▶ _DATA PROVIDED_:
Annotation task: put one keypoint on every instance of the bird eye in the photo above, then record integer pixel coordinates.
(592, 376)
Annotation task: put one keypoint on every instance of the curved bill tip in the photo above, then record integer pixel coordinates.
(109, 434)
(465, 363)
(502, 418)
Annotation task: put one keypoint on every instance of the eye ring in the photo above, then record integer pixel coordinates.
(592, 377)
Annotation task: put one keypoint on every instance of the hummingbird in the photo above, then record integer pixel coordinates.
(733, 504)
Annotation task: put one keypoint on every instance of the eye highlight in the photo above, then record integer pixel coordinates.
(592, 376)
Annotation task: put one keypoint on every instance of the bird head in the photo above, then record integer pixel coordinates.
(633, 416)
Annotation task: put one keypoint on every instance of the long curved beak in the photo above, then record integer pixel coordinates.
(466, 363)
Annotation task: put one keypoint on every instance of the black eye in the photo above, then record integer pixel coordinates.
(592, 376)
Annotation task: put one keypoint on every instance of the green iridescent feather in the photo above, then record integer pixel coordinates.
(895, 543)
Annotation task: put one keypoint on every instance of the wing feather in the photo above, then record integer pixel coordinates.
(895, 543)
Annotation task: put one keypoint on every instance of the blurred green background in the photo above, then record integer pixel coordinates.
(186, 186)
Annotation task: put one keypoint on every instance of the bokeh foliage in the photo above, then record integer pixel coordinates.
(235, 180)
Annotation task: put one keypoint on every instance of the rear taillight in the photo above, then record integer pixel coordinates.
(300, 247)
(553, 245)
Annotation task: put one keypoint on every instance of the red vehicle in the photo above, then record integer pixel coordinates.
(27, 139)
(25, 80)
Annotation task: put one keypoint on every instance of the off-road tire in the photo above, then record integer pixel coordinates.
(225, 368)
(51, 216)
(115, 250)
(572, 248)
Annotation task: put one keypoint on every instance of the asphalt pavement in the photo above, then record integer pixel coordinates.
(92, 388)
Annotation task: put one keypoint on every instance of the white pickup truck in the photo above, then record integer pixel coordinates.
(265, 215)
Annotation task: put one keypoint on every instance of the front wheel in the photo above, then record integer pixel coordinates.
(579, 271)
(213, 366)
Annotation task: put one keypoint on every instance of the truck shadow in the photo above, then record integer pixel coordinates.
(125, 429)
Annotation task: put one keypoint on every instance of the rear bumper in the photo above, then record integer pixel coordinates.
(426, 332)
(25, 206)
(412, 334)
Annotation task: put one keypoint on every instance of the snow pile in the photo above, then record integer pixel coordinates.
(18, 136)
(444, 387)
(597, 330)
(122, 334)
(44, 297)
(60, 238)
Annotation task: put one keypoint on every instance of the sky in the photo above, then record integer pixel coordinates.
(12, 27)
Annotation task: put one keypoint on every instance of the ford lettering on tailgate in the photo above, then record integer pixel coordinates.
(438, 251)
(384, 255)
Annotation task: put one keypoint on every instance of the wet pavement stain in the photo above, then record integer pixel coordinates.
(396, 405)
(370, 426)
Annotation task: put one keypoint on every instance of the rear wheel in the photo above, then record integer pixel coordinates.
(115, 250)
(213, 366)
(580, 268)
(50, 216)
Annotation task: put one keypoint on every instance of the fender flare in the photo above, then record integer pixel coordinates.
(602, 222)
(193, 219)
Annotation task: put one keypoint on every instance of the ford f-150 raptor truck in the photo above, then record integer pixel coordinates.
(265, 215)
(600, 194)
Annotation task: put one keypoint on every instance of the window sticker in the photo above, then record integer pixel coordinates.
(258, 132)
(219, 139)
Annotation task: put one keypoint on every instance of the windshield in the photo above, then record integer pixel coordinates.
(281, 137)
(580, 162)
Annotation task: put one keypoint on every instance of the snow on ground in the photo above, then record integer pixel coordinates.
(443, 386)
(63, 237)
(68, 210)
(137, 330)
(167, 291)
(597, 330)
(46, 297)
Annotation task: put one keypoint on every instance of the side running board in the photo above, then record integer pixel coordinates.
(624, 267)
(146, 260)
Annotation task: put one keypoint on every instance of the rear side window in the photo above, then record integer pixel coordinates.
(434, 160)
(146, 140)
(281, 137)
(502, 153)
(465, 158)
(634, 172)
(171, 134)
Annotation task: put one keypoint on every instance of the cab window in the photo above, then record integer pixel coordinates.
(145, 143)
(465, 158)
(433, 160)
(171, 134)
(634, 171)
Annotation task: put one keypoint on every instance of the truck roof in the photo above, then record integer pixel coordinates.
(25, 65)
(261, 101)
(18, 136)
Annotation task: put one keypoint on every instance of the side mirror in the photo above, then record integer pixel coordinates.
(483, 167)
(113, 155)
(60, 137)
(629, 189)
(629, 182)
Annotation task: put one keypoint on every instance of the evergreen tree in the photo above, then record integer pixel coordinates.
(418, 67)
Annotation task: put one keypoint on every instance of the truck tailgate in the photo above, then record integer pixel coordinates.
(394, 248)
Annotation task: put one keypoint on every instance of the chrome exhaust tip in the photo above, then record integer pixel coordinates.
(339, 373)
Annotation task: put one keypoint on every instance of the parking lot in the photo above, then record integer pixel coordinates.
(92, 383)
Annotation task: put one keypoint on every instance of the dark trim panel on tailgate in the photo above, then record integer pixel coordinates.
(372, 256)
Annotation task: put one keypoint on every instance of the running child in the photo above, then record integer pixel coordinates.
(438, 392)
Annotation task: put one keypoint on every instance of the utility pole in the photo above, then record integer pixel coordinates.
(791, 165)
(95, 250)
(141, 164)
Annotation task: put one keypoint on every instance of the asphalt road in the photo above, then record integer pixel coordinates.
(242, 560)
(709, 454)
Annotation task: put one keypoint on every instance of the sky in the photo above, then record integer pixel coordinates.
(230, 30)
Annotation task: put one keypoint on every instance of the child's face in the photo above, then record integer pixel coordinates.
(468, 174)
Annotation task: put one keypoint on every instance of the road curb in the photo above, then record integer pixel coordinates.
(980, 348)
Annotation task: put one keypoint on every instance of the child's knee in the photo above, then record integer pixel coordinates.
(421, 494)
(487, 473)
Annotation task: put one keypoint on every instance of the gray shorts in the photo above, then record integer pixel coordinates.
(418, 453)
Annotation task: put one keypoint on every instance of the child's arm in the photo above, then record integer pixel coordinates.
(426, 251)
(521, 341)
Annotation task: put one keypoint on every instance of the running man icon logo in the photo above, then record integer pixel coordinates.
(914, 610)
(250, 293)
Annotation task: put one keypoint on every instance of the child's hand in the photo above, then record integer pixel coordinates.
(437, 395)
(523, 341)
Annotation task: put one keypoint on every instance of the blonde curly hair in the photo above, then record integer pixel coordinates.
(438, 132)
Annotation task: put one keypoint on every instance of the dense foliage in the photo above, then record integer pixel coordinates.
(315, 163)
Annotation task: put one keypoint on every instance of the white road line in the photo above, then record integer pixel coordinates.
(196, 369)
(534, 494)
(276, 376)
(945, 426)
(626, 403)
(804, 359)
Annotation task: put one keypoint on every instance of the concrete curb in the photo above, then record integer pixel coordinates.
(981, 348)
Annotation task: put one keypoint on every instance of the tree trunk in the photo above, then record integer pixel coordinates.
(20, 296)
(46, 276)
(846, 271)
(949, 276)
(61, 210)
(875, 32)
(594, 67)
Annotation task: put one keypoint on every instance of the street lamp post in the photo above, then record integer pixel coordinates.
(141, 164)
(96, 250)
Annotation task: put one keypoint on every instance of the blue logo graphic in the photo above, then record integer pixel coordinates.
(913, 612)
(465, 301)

▶ _WHAT THE TASK REQUIRES_: Return the listing in full, exactly.

▶ _EXERCISE RESULT_:
Annotation task: put one keypoint on every instance of the bird eye in the photo above, then record integer pixel coordinates.
(592, 376)
Annotation task: put one keypoint on every instance of the curved bill tip in the photo above, then record integer pixel coordinates.
(109, 434)
(465, 363)
(502, 418)
Annotation task: put one keypoint on every instance of the eye ring in the photo above, then record integer pixel coordinates.
(592, 377)
Annotation task: put one keypoint on every instance of the hummingbird in the photo above, then record integer pixel coordinates.
(733, 504)
Annotation task: put one keypoint on every instance of the eye highlight in the photo above, then record integer pixel coordinates.
(592, 376)
Annotation task: put one keypoint on every instance of the bird head in the photo above, then record integer pixel coordinates.
(633, 416)
Annotation task: put one keypoint on every instance of the long curved beak in the photo above, then record integer pixel coordinates.
(466, 363)
Annotation task: put one keypoint on every instance of the black eye in the photo above, then record integer pixel coordinates.
(592, 376)
Annotation task: put one keypoint on every instance of the green iridescent feather in the photo above, then record integer pixel coordinates.
(895, 543)
Annotation task: put one keypoint on every instance of the wing feather in the photo above, then record integer pixel coordinates.
(895, 543)
Annotation task: put one keypoint on every instance of the blurred green background in the photo above, then record integer pixel coordinates.
(186, 186)
Annotation task: put one keypoint on every instance of the bokeh foliage in the photo above, then record integer pixel coordinates.
(235, 180)
Annotation task: put one keypoint on every instance of the rear taillight in the photo above, then record integer pixel coordinates.
(300, 247)
(553, 245)
Annotation task: put one keypoint on every instance of the red vehicle in the photo above, then record integer pixel coordinates.
(27, 139)
(25, 80)
Annotation task: put one keypoint on every instance of the off-road tire in the photo above, then record integer pixel coordinates.
(225, 368)
(51, 216)
(115, 250)
(572, 248)
Annotation task: put one keypoint on every instance of the asphalt pavement in the photo above, then record integer pixel coordinates.
(92, 388)
Annotation task: put one keypoint on every instance of the white pickup truck in the photo above, then record integer pixel coordinates.
(265, 215)
Annotation task: put one keypoint on every instance of the front wheel in the photo above, then record integer pixel coordinates.
(579, 271)
(213, 366)
Annotation task: put one keypoint on every instance of the truck shadow in the photo above, then record integer pixel coordinates.
(125, 429)
Annotation task: put one keypoint on every instance of the rear bumper in the photo above, then record integer pixel coordinates.
(426, 332)
(25, 206)
(412, 334)
Annotation task: put one keypoint on every instance of the snow pile in the photo above, then record integer pixel coordinates.
(18, 136)
(444, 387)
(597, 330)
(122, 334)
(44, 297)
(60, 238)
Annotation task: put one keypoint on every instance of the sky in the photo above, then record integer pixel coordinates.
(12, 27)
Annotation task: put one keypoint on every instance of the ford lettering on tailgate in the photo above, then record integer pixel coordinates.
(438, 251)
(384, 255)
Annotation task: put one keypoint on every instance of the wet pavement stain in the photo above, then record integer pixel coordinates.
(396, 405)
(370, 426)
Annotation task: put one keypoint on every instance of the rear wheel in the photo above, then record integer pixel coordinates.
(115, 250)
(213, 366)
(580, 268)
(50, 216)
Annotation task: put one keypoint on every instance of the fender flare in the photo above, then record integer pixel coordinates.
(602, 222)
(193, 219)
Annotation task: put one keypoint on every instance of the ford f-150 raptor truck in the photo above, then record integer pixel coordinates.
(265, 215)
(600, 194)
Annotation task: put one keypoint on every instance of the window sticker in the photo above, then record integer pixel coordinates.
(258, 132)
(219, 139)
Annotation task: put one keypoint on every instance of the windshield in the photo above, then record integer pixel coordinates.
(281, 137)
(580, 162)
Annotation task: put one keypoint on every instance of the snow on ground in the photo above, then record integer pixel coordinates.
(443, 386)
(63, 237)
(68, 210)
(137, 330)
(167, 291)
(597, 330)
(46, 297)
Annotation task: put one keypoint on every instance of the side running board in the photo above, then record integer pixel coordinates.
(624, 267)
(146, 260)
Annotation task: put one keypoint on every instance of the rear side window in the photo above, then record integer pixel coordinates.
(434, 160)
(146, 140)
(281, 137)
(502, 153)
(465, 158)
(634, 172)
(171, 134)
Annotation task: put one keypoint on every instance of the cab window in the photo above, then record integer pixel coordinates.
(145, 143)
(465, 158)
(433, 160)
(171, 134)
(634, 171)
Annotation task: put one keypoint on every instance of the truck roof in the photo above, then record integer pixel coordinates.
(25, 65)
(261, 101)
(18, 136)
Annotation task: put one keypoint on every instance of the side mirror in the photo above, then record integer pixel coordinates.
(483, 167)
(113, 155)
(60, 137)
(629, 189)
(629, 182)
Annotation task: put one keypoint on every instance of the evergreen tree in the photo above, then record integer pixel coordinates.
(418, 67)
Annotation task: put one keypoint on every instance of the truck tailgate in the photo above, then record integer pixel coordinates.
(394, 248)
Annotation task: put one keypoint on every instance of the chrome exhaust tip in the photo above, then record integer pixel coordinates.
(339, 373)
Annotation task: put one keypoint on every instance of the parking lot in the photo above, then record integer pixel coordinates.
(92, 383)
Annotation task: put one keypoint on every instance of the dark trim panel on tailgate in the photo above, then record integer pixel coordinates.
(372, 256)
Annotation task: put one keypoint on every instance of the running child in the photo above, then record integer pixel coordinates.
(438, 392)
Annotation task: put one keypoint on every instance of the utility pole in the photo above, then record integer pixel coordinates.
(791, 165)
(95, 250)
(141, 164)
Annotation task: put one keypoint on every instance of the asphalt road in the photo above, then record integer pixel coordinates.
(242, 560)
(709, 454)
Annotation task: put one keypoint on every instance of the sky in the photo above, then record integer pixel coordinates.
(230, 30)
Annotation task: put one keypoint on every instance of the child's face in the photo above, then record integer pixel coordinates.
(468, 174)
Annotation task: put one keypoint on every instance of the road curb in the photo above, then record integer pixel coordinates.
(980, 348)
Annotation task: put one keypoint on every instance of the child's knee in the photo above, then record integer pixel coordinates.
(421, 494)
(487, 473)
Annotation task: put one keypoint on every instance of the gray shorts in the photo above, then record integer pixel coordinates.
(418, 453)
Annotation task: put one keypoint on every instance of the child's arm in the photo above, then record integer pixel coordinates.
(426, 251)
(521, 341)
Annotation task: put one keypoint on every instance of the running man icon logo in the photo above, then record integer pixel coordinates.
(914, 610)
(250, 293)
Annotation task: put one keypoint on every instance of the child's hand in the photo above, then record integer pixel coordinates.
(437, 395)
(523, 341)
Annotation task: put one keypoint on every instance of the blonde curly hair in the photo above, then record integer pixel coordinates.
(438, 132)
Annotation task: put one keypoint on every instance of the dense foliage in the photo above, then record integer pixel coordinates.
(315, 163)
Annotation task: put one keypoint on every instance of the white road line in the photo above, then record integer pixel coordinates.
(196, 369)
(534, 494)
(276, 376)
(945, 426)
(626, 403)
(804, 359)
Annotation task: put one keypoint on every instance of the concrete curb in the photo above, then record integer pixel coordinates.
(981, 348)
Annotation task: put one keypoint on every instance of the tree trunk in the photo above, then record integer pixel coordinates.
(20, 296)
(46, 276)
(846, 271)
(949, 276)
(61, 210)
(875, 32)
(594, 67)
Annotation task: put one keypoint on every instance of the street lamp post in the photo above, then record integer pixel coordinates.
(141, 164)
(96, 250)
Annotation task: put one keypoint on every instance of the blue logo graphic in the photo above, then record integer pixel coordinates.
(913, 612)
(465, 301)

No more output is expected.